═══ DATA EXCERPTS ═══

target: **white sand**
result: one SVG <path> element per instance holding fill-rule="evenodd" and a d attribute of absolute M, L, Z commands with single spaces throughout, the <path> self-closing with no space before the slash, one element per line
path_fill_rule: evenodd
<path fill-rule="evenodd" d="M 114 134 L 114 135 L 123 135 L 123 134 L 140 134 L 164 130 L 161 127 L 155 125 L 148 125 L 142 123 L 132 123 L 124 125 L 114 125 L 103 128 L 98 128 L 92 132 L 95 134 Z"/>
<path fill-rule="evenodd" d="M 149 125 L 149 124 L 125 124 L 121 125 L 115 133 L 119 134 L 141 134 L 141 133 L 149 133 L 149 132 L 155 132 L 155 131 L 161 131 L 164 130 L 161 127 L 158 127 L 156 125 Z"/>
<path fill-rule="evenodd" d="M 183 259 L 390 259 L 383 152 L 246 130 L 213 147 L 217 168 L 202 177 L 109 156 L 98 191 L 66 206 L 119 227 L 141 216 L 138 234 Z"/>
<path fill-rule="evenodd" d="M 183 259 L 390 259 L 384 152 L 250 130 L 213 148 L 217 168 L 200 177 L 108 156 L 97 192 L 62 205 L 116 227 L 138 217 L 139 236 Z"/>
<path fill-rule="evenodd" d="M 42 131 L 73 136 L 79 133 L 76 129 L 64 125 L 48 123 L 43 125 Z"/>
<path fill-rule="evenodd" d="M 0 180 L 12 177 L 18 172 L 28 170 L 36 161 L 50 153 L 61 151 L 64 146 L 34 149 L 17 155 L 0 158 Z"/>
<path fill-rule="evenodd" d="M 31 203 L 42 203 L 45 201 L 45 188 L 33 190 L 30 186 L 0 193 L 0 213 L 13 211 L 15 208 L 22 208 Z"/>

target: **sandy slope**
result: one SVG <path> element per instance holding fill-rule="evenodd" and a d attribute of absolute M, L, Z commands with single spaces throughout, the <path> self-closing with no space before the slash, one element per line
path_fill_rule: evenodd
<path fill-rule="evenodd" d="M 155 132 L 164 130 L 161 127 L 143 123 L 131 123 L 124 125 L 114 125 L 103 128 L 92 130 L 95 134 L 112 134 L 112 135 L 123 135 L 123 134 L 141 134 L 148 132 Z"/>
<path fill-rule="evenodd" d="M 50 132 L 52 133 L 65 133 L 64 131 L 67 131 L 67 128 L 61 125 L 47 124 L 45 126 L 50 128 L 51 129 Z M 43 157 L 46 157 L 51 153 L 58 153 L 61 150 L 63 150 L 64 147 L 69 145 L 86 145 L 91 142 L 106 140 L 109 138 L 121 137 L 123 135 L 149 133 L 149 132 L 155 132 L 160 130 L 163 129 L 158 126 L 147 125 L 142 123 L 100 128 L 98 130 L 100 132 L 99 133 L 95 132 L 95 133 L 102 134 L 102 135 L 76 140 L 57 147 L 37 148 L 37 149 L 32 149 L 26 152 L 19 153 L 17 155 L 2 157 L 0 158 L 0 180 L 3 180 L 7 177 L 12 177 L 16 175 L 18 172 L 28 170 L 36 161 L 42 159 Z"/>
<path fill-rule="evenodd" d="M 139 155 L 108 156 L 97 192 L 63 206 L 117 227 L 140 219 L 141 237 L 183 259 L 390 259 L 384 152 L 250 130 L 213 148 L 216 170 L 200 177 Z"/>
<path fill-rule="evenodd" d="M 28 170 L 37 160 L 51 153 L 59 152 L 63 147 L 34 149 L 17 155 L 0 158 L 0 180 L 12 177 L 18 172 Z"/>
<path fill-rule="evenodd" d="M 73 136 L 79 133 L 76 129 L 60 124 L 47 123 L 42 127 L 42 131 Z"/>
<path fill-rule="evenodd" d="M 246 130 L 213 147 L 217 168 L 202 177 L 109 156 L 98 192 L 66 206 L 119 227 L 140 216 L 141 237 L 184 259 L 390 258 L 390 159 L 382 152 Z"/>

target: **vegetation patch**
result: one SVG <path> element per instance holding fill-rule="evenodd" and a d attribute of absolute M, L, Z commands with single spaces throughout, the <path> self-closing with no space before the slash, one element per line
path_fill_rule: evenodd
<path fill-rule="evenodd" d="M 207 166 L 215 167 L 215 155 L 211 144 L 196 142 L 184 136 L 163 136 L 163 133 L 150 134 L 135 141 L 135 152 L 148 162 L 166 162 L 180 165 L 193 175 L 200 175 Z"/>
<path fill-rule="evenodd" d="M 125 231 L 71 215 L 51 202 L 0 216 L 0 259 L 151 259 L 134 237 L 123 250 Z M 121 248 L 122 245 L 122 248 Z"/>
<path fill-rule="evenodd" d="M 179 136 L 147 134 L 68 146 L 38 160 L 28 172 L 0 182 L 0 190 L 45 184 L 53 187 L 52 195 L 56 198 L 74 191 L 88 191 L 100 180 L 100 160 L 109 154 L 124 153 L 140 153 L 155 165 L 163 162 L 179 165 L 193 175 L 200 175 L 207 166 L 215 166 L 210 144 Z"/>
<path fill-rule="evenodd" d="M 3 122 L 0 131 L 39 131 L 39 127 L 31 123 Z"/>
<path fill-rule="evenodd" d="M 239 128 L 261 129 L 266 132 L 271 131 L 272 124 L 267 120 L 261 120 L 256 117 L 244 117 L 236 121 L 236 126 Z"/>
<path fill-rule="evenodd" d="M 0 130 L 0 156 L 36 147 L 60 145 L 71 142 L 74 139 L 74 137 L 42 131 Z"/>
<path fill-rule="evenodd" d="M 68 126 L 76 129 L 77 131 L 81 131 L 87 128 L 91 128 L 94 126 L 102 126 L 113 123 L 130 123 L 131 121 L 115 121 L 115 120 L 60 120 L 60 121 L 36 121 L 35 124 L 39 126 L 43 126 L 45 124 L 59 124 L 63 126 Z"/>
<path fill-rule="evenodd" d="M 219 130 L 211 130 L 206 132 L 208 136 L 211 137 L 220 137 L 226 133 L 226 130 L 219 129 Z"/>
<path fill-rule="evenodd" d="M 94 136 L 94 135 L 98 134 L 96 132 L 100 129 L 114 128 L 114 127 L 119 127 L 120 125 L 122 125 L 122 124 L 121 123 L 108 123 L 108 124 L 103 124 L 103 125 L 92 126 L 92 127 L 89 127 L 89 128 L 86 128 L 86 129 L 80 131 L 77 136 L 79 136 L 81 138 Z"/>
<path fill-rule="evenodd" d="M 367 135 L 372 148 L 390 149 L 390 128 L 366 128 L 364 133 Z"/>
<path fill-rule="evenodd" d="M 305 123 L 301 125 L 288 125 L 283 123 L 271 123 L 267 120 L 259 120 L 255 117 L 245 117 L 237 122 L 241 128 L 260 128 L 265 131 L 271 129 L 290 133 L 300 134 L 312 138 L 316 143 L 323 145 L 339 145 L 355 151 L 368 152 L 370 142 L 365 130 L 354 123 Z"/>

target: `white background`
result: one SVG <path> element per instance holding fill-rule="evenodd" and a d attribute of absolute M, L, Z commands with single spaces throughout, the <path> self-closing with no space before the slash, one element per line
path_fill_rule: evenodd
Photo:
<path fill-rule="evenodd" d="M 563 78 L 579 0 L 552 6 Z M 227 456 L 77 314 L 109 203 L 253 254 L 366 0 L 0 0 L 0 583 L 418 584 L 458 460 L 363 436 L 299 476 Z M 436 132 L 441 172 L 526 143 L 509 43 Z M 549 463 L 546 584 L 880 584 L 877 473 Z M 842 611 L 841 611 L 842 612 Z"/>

═══

◆ **WHAT NEEDS TO BE DONE**: Set down each entry again, unchanged.

◆ **REPLY TO THE TASK**:
target: **white sand**
result: one SVG <path> element per instance holding fill-rule="evenodd" and a d attribute of absolute M, L, Z commands with single spaces throughout, the <path> self-closing with no space before the slash, one element per line
path_fill_rule: evenodd
<path fill-rule="evenodd" d="M 114 134 L 114 135 L 123 135 L 123 134 L 140 134 L 164 130 L 161 127 L 155 125 L 148 125 L 142 123 L 132 123 L 124 125 L 114 125 L 103 128 L 98 128 L 92 132 L 95 134 Z"/>
<path fill-rule="evenodd" d="M 149 125 L 149 124 L 125 124 L 121 125 L 115 133 L 119 134 L 141 134 L 141 133 L 149 133 L 149 132 L 155 132 L 155 131 L 161 131 L 164 130 L 161 127 L 158 127 L 156 125 Z"/>
<path fill-rule="evenodd" d="M 183 259 L 390 259 L 383 152 L 246 130 L 213 147 L 217 168 L 202 177 L 109 156 L 98 191 L 66 206 L 119 227 L 141 216 L 138 234 Z"/>
<path fill-rule="evenodd" d="M 183 259 L 390 259 L 384 152 L 250 130 L 213 148 L 217 168 L 200 177 L 108 156 L 97 192 L 62 205 L 116 227 L 138 217 L 139 236 Z"/>
<path fill-rule="evenodd" d="M 42 131 L 73 136 L 79 133 L 76 129 L 64 125 L 48 123 L 43 125 Z"/>
<path fill-rule="evenodd" d="M 0 180 L 12 177 L 18 172 L 28 170 L 36 161 L 50 153 L 61 151 L 64 146 L 34 149 L 17 155 L 0 158 Z"/>
<path fill-rule="evenodd" d="M 31 203 L 42 203 L 45 201 L 45 188 L 33 190 L 30 186 L 0 193 L 0 213 L 13 211 L 15 208 L 22 208 Z"/>

target: **sandy slope**
result: one SVG <path> element per instance holding fill-rule="evenodd" and a d attribute of absolute M, L, Z commands with single spaces throughout, the <path> self-closing with no space before the slash, one element per line
path_fill_rule: evenodd
<path fill-rule="evenodd" d="M 155 132 L 164 130 L 161 127 L 143 123 L 131 123 L 124 125 L 114 125 L 103 128 L 92 130 L 95 134 L 112 134 L 112 135 L 123 135 L 123 134 L 141 134 L 148 132 Z"/>
<path fill-rule="evenodd" d="M 50 132 L 52 133 L 65 133 L 64 131 L 67 131 L 67 128 L 61 125 L 47 124 L 45 126 L 50 128 L 51 129 Z M 43 157 L 46 157 L 51 153 L 58 153 L 61 150 L 63 150 L 64 147 L 69 145 L 86 145 L 91 142 L 106 140 L 109 138 L 121 137 L 123 135 L 149 133 L 149 132 L 155 132 L 160 130 L 163 129 L 158 126 L 147 125 L 142 123 L 100 128 L 98 130 L 100 132 L 99 133 L 95 132 L 95 133 L 102 134 L 102 135 L 76 140 L 57 147 L 37 148 L 37 149 L 32 149 L 26 152 L 19 153 L 17 155 L 2 157 L 0 158 L 0 180 L 3 180 L 7 177 L 12 177 L 16 175 L 18 172 L 28 170 L 36 161 L 42 159 Z"/>
<path fill-rule="evenodd" d="M 139 155 L 108 156 L 97 192 L 63 206 L 117 227 L 140 219 L 141 237 L 183 259 L 390 259 L 384 152 L 250 130 L 213 148 L 216 170 L 200 177 Z"/>
<path fill-rule="evenodd" d="M 28 170 L 37 160 L 51 153 L 59 152 L 63 147 L 34 149 L 17 155 L 0 158 L 0 180 L 12 177 L 18 172 Z"/>
<path fill-rule="evenodd" d="M 73 136 L 79 133 L 76 129 L 60 124 L 47 123 L 42 127 L 42 131 Z"/>
<path fill-rule="evenodd" d="M 246 130 L 213 147 L 217 168 L 202 177 L 109 156 L 98 192 L 66 206 L 119 227 L 140 216 L 141 237 L 184 259 L 390 258 L 390 159 L 382 152 Z"/>

target: **vegetation patch**
result: one SVG <path> element per instance holding fill-rule="evenodd" and a d attribute of absolute M, L, Z commands with single spaces throughout, the <path> self-closing with no space before the slash, one element per line
path_fill_rule: evenodd
<path fill-rule="evenodd" d="M 207 166 L 215 167 L 215 155 L 211 144 L 196 142 L 184 136 L 163 136 L 163 133 L 150 134 L 135 141 L 135 152 L 148 162 L 166 162 L 180 165 L 193 175 L 200 175 Z"/>
<path fill-rule="evenodd" d="M 125 231 L 71 215 L 51 202 L 0 216 L 0 259 L 151 259 L 134 237 L 123 250 Z M 121 248 L 122 245 L 122 248 Z"/>
<path fill-rule="evenodd" d="M 179 136 L 147 134 L 68 146 L 38 160 L 28 172 L 0 182 L 0 190 L 45 184 L 53 187 L 52 195 L 56 198 L 74 191 L 88 191 L 100 180 L 100 160 L 109 154 L 124 153 L 140 153 L 155 165 L 163 162 L 179 165 L 193 175 L 200 175 L 207 166 L 215 166 L 210 144 Z"/>
<path fill-rule="evenodd" d="M 3 122 L 0 131 L 39 131 L 39 127 L 31 123 Z"/>
<path fill-rule="evenodd" d="M 239 128 L 261 129 L 266 132 L 271 131 L 272 124 L 267 120 L 261 120 L 256 117 L 244 117 L 236 121 L 236 126 Z"/>
<path fill-rule="evenodd" d="M 0 130 L 0 156 L 36 147 L 60 145 L 71 142 L 74 139 L 74 137 L 42 131 Z"/>
<path fill-rule="evenodd" d="M 68 126 L 76 129 L 77 131 L 81 131 L 87 128 L 91 128 L 94 126 L 102 126 L 113 123 L 130 123 L 131 121 L 115 121 L 115 120 L 60 120 L 60 121 L 36 121 L 35 124 L 39 126 L 43 126 L 45 124 L 59 124 L 63 126 Z"/>
<path fill-rule="evenodd" d="M 219 130 L 211 130 L 206 132 L 208 136 L 211 137 L 220 137 L 226 133 L 226 130 L 219 129 Z"/>
<path fill-rule="evenodd" d="M 94 136 L 94 135 L 98 134 L 96 132 L 100 129 L 114 128 L 114 127 L 119 127 L 120 125 L 122 125 L 122 124 L 121 123 L 108 123 L 108 124 L 103 124 L 103 125 L 92 126 L 92 127 L 89 127 L 89 128 L 86 128 L 86 129 L 80 131 L 77 136 L 79 136 L 81 138 Z"/>
<path fill-rule="evenodd" d="M 367 135 L 372 148 L 390 149 L 390 128 L 366 128 L 364 133 Z"/>
<path fill-rule="evenodd" d="M 305 123 L 301 125 L 288 125 L 283 123 L 271 123 L 267 120 L 259 120 L 255 117 L 245 117 L 237 122 L 241 128 L 260 128 L 265 131 L 271 129 L 290 133 L 300 134 L 312 138 L 316 143 L 323 145 L 339 145 L 355 151 L 368 152 L 370 142 L 365 130 L 354 123 Z"/>

target: `white background`
result: one SVG <path> element per instance holding fill-rule="evenodd" and a d attribute of absolute M, L, Z commands with single spaces throughout, the <path> self-closing with no space before the slash, one element per line
path_fill_rule: evenodd
Photo:
<path fill-rule="evenodd" d="M 563 78 L 579 0 L 552 6 Z M 227 456 L 77 314 L 109 203 L 253 254 L 366 0 L 0 0 L 0 583 L 418 584 L 458 460 L 363 436 L 299 476 Z M 436 132 L 441 172 L 526 143 L 509 43 Z M 549 463 L 546 584 L 880 584 L 877 473 Z M 842 611 L 841 611 L 842 612 Z"/>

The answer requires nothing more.